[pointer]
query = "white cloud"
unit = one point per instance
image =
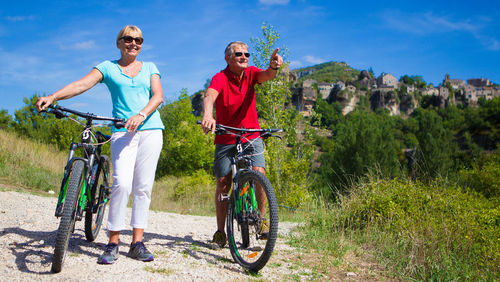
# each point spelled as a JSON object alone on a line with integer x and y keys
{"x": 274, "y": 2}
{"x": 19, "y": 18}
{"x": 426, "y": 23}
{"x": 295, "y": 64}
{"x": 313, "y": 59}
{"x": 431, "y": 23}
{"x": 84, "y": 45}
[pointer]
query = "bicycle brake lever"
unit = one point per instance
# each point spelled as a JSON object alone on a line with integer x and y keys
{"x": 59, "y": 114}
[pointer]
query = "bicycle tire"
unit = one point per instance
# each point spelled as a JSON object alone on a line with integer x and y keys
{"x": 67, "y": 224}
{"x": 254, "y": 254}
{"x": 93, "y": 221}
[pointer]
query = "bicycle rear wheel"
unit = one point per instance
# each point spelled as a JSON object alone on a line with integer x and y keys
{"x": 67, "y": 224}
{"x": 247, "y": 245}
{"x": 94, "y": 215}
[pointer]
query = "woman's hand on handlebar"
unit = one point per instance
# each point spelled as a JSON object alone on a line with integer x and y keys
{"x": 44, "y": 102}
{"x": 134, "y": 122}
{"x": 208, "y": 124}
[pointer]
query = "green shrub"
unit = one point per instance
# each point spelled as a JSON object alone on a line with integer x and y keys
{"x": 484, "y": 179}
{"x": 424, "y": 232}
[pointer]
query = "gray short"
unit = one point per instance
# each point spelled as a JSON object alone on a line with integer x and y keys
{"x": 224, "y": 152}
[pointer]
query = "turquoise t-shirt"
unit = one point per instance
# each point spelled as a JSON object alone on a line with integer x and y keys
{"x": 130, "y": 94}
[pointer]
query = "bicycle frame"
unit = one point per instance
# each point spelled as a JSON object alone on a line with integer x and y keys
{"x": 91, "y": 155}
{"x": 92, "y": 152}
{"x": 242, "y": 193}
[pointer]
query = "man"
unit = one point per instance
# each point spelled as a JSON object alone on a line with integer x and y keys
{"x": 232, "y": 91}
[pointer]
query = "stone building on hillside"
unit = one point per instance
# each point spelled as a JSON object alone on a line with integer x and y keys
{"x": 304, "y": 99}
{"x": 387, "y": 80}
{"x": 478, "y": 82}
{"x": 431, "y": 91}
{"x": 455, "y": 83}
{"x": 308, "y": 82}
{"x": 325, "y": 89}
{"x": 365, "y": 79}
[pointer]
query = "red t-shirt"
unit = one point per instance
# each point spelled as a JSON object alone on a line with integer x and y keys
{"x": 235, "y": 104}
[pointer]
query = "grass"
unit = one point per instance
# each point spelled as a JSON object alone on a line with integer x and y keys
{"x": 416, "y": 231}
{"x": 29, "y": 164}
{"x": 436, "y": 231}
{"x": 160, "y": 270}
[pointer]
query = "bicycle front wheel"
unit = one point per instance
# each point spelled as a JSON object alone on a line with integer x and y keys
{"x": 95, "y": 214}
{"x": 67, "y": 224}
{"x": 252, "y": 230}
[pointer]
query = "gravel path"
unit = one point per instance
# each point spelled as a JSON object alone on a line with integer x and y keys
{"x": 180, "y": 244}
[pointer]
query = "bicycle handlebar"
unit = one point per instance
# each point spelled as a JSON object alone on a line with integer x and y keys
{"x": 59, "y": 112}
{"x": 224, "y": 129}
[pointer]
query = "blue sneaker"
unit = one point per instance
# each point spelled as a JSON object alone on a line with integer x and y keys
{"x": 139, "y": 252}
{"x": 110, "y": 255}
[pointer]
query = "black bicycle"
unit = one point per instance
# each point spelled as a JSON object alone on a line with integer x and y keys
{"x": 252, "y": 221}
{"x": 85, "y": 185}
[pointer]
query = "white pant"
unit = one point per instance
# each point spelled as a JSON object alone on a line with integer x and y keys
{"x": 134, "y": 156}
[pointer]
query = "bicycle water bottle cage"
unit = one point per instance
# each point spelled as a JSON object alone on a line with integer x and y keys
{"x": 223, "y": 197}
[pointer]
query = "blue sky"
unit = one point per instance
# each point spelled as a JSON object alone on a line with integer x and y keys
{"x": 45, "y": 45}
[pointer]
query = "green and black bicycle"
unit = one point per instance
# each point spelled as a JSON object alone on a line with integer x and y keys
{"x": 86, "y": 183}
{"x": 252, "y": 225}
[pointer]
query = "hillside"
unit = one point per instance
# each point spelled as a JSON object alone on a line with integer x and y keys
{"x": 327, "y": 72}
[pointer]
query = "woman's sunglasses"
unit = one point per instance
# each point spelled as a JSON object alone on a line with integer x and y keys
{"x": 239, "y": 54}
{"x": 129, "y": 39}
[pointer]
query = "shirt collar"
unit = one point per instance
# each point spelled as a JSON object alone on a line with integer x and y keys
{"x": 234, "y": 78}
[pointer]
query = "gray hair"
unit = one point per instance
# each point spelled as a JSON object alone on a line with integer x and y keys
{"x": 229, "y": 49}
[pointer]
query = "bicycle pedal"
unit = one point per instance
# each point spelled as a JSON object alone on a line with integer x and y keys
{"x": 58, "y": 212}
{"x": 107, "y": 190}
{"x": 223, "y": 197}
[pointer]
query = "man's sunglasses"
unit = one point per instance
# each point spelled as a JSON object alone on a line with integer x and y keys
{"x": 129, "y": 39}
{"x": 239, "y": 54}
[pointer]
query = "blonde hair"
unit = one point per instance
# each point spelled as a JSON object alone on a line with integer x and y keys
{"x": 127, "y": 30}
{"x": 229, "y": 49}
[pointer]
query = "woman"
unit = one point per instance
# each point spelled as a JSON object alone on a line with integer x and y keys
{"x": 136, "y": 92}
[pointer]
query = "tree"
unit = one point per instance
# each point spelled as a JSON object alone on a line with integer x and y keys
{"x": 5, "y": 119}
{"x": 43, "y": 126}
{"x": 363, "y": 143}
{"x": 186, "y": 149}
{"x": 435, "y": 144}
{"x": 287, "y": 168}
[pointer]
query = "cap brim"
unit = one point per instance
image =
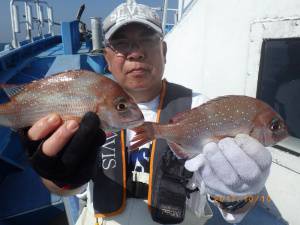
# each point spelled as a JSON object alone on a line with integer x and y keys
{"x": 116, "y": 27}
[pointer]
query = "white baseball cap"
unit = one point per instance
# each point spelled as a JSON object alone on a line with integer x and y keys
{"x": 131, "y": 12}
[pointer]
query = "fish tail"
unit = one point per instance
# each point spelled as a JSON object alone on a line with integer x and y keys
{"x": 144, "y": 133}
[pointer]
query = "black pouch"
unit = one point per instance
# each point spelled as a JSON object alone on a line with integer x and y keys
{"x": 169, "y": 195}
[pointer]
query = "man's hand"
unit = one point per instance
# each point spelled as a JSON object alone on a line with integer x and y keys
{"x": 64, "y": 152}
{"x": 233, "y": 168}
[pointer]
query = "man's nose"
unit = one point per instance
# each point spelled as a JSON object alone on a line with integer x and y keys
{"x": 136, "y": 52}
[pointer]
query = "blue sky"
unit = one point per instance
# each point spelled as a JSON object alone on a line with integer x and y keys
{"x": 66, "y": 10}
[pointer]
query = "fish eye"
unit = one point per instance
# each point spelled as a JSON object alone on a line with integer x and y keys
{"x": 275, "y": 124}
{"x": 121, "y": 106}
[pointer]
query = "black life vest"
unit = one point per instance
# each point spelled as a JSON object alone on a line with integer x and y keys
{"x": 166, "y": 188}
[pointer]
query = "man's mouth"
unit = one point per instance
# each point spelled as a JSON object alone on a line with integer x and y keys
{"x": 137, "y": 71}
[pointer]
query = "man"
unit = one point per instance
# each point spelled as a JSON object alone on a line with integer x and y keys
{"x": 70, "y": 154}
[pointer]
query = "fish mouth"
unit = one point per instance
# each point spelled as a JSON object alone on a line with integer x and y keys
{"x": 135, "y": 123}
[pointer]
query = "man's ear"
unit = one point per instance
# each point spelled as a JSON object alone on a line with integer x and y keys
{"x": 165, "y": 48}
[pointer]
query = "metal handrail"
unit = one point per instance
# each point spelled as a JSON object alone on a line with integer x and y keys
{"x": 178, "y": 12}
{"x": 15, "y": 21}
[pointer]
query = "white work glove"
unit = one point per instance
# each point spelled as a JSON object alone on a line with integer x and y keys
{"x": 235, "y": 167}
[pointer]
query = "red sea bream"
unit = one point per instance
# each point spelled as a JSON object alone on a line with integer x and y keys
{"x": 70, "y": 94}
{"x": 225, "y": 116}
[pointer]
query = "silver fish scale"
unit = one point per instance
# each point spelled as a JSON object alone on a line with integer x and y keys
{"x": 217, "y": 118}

-------

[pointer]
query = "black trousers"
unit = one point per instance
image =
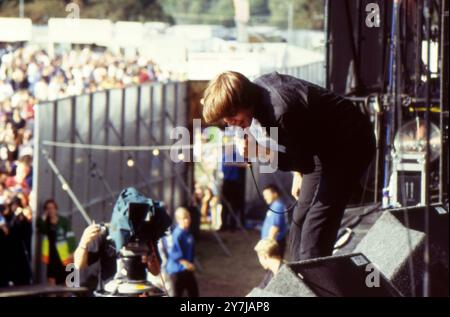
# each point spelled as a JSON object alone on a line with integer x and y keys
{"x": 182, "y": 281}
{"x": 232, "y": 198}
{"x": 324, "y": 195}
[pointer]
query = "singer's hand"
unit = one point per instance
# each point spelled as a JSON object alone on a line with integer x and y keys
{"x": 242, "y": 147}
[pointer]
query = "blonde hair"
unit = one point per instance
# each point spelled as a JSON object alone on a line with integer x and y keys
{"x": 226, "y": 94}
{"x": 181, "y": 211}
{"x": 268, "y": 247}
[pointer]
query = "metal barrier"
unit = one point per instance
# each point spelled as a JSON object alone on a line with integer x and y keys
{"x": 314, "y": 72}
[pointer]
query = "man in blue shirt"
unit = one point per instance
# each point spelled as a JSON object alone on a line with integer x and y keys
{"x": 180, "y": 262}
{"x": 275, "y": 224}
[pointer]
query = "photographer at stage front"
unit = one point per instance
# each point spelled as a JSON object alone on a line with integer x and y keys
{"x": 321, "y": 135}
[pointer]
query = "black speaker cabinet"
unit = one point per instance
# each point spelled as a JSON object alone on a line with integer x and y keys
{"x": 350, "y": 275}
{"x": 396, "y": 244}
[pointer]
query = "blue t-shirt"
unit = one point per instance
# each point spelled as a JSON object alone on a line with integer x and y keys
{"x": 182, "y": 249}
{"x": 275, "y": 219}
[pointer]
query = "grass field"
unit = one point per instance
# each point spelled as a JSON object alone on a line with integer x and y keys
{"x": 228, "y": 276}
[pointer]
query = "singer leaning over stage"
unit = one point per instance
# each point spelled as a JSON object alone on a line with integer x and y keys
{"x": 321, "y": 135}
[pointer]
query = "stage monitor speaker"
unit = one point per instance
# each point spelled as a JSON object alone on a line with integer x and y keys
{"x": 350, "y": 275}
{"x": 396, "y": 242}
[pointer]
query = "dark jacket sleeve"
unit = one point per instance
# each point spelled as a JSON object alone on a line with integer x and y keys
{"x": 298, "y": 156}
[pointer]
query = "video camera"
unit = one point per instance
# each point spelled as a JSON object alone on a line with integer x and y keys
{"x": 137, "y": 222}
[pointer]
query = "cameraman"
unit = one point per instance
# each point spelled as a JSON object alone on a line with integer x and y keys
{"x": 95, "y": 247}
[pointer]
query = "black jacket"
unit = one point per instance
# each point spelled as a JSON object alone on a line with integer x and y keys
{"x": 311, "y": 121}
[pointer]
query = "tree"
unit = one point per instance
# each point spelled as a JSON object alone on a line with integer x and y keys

-------

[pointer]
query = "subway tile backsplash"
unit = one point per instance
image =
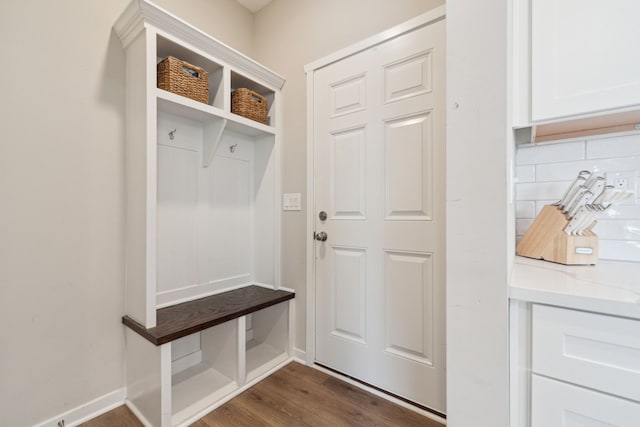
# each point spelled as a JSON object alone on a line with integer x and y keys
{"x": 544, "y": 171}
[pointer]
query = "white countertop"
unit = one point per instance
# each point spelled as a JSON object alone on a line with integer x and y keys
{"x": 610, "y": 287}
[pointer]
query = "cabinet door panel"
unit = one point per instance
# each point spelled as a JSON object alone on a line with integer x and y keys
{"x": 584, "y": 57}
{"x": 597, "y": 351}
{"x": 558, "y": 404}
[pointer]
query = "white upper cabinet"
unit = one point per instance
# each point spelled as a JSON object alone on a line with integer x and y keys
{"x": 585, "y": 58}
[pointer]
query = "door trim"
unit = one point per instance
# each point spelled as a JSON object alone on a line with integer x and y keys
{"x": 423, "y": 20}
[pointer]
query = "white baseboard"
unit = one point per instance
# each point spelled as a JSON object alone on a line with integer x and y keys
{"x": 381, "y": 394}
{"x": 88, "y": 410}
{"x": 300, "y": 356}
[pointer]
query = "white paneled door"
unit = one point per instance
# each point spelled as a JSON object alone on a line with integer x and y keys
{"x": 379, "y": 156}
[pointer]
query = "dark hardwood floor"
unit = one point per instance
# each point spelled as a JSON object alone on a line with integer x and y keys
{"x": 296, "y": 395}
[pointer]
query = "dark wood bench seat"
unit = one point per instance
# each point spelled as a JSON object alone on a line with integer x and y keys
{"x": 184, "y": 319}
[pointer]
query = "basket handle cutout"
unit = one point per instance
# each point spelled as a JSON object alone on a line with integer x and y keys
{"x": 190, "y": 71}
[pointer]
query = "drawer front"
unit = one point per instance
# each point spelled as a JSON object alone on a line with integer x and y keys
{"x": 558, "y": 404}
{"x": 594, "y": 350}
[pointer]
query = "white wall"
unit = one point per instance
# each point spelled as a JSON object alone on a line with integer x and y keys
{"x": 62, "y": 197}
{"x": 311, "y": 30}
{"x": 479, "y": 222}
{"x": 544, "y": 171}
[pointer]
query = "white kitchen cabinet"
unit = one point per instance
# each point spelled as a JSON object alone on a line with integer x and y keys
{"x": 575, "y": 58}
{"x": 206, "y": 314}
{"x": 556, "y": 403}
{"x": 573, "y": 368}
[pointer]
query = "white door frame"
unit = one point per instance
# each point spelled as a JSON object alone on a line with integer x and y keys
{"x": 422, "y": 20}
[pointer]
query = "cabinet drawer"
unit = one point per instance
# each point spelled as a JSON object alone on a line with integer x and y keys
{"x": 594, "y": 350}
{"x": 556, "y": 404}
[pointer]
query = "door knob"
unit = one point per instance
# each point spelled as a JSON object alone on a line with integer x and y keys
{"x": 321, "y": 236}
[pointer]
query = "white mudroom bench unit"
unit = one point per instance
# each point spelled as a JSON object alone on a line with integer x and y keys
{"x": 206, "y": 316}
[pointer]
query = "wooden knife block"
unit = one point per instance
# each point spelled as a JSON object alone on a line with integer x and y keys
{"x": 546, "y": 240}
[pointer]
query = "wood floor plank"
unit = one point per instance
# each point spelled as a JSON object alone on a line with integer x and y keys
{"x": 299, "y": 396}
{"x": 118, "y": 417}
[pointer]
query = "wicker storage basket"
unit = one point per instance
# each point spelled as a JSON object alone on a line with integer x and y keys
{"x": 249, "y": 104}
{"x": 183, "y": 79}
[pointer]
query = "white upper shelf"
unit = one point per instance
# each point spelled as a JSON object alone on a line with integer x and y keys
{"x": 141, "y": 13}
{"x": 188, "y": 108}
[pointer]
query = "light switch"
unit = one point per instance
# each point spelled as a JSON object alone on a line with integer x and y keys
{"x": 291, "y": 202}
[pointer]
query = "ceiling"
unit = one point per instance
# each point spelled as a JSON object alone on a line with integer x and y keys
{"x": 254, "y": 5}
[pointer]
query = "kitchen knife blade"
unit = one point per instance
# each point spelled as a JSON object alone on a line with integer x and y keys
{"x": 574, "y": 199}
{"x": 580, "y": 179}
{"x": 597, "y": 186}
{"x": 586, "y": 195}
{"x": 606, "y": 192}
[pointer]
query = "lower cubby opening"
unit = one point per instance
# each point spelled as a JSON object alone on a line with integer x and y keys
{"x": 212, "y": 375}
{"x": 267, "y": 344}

-------

Pull out every line in the material above that contains the string "blue", treating uppercase and lowercase as different.

#### EXERCISE ANSWER:
query = "blue sneaker"
query = "blue sky"
query = "blue sky"
query = "man in blue shirt"
query = "blue t-shirt"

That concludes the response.